◆ REQUIRED TASK
Rewrite everything from the line containing "target: red plastic object on wall" down to the end of the records, changing "stacked washer and dryer" to "washing machine and dryer" and leaving the rest as it stands.
-- start --
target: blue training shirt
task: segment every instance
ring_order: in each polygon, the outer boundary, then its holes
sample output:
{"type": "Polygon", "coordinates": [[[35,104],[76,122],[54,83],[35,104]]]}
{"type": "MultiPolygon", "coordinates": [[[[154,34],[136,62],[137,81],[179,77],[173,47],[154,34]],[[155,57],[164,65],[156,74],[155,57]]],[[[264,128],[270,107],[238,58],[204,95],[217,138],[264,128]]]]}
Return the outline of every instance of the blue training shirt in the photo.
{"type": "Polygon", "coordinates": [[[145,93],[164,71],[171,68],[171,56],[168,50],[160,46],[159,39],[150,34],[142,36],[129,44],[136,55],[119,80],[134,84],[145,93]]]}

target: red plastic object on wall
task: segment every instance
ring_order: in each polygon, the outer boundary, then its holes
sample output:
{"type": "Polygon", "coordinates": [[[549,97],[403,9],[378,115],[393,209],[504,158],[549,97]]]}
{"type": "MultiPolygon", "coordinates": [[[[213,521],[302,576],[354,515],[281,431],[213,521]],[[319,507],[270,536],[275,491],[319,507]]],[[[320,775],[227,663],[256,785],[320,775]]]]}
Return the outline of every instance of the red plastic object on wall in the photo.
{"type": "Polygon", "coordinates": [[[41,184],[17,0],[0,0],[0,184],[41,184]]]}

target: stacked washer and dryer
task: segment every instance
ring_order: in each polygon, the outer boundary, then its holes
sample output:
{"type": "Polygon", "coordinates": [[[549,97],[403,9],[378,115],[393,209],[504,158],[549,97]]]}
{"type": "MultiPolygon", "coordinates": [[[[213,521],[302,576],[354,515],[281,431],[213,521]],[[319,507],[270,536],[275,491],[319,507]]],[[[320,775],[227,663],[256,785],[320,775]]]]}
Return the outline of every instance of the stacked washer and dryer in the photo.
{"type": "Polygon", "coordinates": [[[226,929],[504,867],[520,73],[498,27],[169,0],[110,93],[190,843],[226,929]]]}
-- end --
◆ THE COMPLETED TASK
target: red plastic object on wall
task: segment every instance
ring_order: in each polygon, the outer boundary, then its holes
sample output:
{"type": "Polygon", "coordinates": [[[549,97],[403,9],[378,115],[393,209],[504,158],[549,97]]]}
{"type": "MultiPolygon", "coordinates": [[[[213,521],[302,576],[354,515],[281,431],[213,521]],[[319,507],[270,536],[275,491],[319,507]]],[[[320,775],[227,663],[256,785],[320,775]]]]}
Return the outline of every instance of the red plastic object on wall in the photo.
{"type": "Polygon", "coordinates": [[[41,184],[17,0],[0,0],[0,184],[41,184]]]}

target: washing machine and dryer
task: segment every instance
ring_order: in each polygon, the outer boundary, then its holes
sample output:
{"type": "Polygon", "coordinates": [[[549,97],[403,9],[378,115],[393,209],[504,158],[549,97]]]}
{"type": "MultiPolygon", "coordinates": [[[[213,521],[302,576],[354,515],[281,431],[213,521]],[[319,507],[270,536],[275,491],[319,507]]],[[[320,775],[227,663],[256,785],[320,775]]]]}
Return the outline of every instance of the washing machine and dryer in the photo.
{"type": "Polygon", "coordinates": [[[226,929],[504,867],[520,73],[498,27],[169,0],[110,93],[190,843],[226,929]]]}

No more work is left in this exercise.